Problem details: Copy every entry below word for word, leaving out the pictures.

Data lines
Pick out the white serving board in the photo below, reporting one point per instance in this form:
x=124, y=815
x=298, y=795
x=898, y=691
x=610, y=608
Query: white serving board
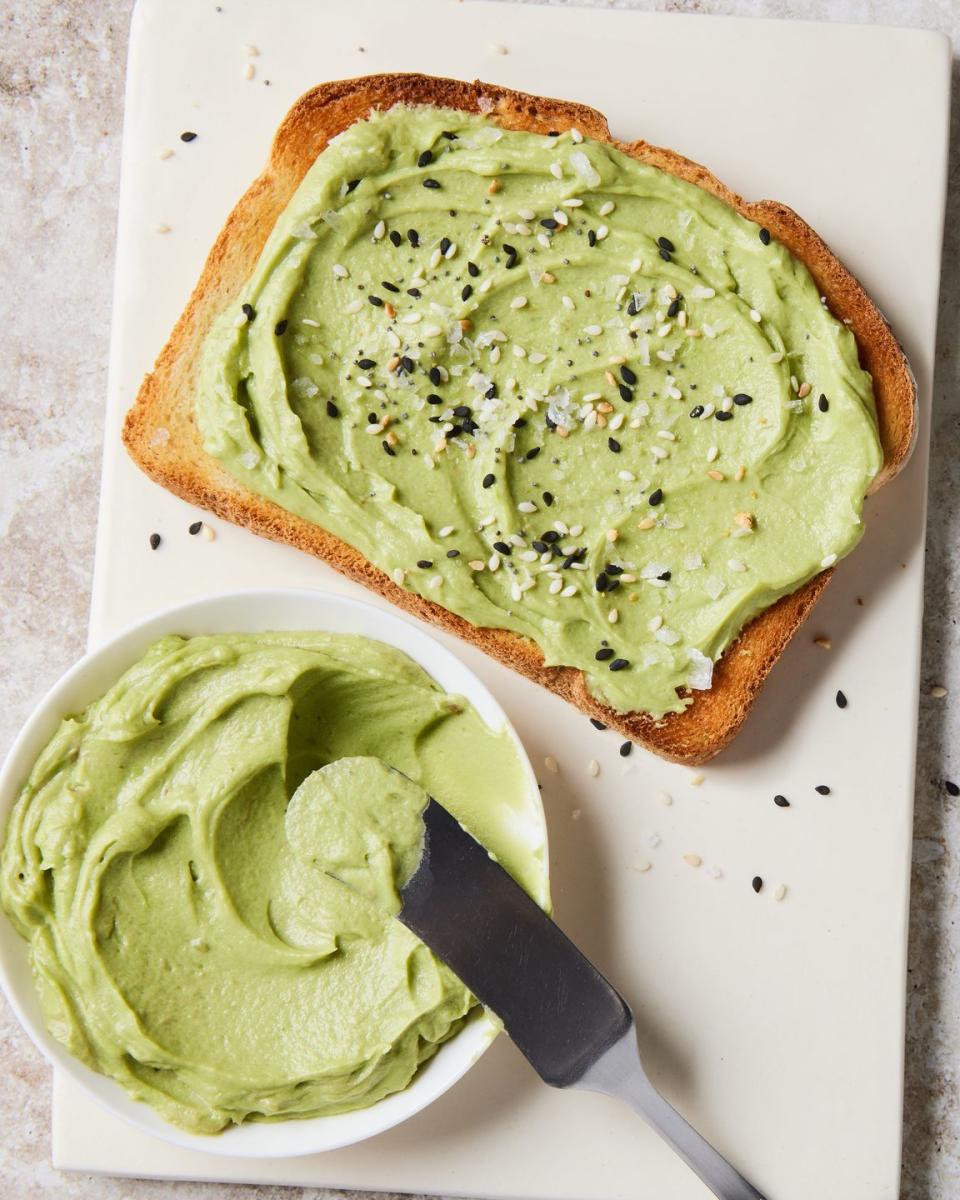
x=774, y=1027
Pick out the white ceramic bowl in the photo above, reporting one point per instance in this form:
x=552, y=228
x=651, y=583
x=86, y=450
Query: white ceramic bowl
x=252, y=612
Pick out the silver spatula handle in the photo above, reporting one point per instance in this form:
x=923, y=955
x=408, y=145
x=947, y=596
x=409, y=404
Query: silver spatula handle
x=619, y=1073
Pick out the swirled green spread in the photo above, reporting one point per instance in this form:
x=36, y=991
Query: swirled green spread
x=205, y=863
x=551, y=388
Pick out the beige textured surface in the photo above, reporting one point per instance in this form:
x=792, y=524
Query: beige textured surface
x=61, y=69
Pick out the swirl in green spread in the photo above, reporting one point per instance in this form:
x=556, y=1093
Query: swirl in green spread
x=169, y=862
x=549, y=387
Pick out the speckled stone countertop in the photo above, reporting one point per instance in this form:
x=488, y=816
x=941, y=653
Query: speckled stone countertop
x=61, y=90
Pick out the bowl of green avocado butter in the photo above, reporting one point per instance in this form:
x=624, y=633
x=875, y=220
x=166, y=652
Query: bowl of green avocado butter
x=173, y=936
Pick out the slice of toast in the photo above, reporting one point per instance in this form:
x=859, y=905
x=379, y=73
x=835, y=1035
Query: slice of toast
x=161, y=433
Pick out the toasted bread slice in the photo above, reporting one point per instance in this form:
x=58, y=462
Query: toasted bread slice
x=161, y=435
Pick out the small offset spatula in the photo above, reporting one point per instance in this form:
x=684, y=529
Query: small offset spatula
x=573, y=1026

Response to this exercise:
Pick out the white serving board in the photo below, reporting one point per instance in this form:
x=124, y=815
x=298, y=795
x=898, y=691
x=610, y=608
Query: white serving board
x=774, y=1027
Pick out the white ceramic bowl in the photo above, reporting one point per instance in this form:
x=552, y=228
x=651, y=583
x=86, y=450
Query: white ceramic bowl
x=252, y=612
Pick out the silver spatula handle in the photo above, reporting one point per instance in this form:
x=923, y=955
x=408, y=145
x=947, y=596
x=409, y=404
Query: silver spatula handle
x=619, y=1073
Pick out the swirled green spread in the photo above, reporting one point per instance in this form:
x=36, y=991
Query: swirled green spread
x=205, y=863
x=551, y=388
Pick out the beige textured surface in the photo above, reporting one point per instance in this form:
x=792, y=524
Query: beige textured surface
x=61, y=69
Pick out the swirl in green spread in the photo above, reporting one point per instance in this form:
x=556, y=1093
Query: swirl in green spread
x=169, y=862
x=549, y=387
Pick out the speckled stone countertop in the photo above, reporting one point per instance in this form:
x=488, y=816
x=941, y=653
Query: speckled stone countertop
x=61, y=90
Pick out the bowl of green avocado butter in the photo above, reporting one point per instance in this form:
x=624, y=633
x=875, y=220
x=166, y=652
Query: bowl of green avocado butter
x=173, y=936
Pick out the slice of toast in the photo above, reporting one point per instance in this form:
x=859, y=905
x=379, y=73
x=835, y=1035
Query: slice of toast
x=161, y=433
Pick out the toasted bread slice in the photo above, reporting one point per instance in this form:
x=58, y=462
Query: toasted bread slice
x=161, y=435
Pick out the small offset spatula in the photo above, reporting one point per instance in this form:
x=684, y=529
Query: small offset spatula
x=573, y=1026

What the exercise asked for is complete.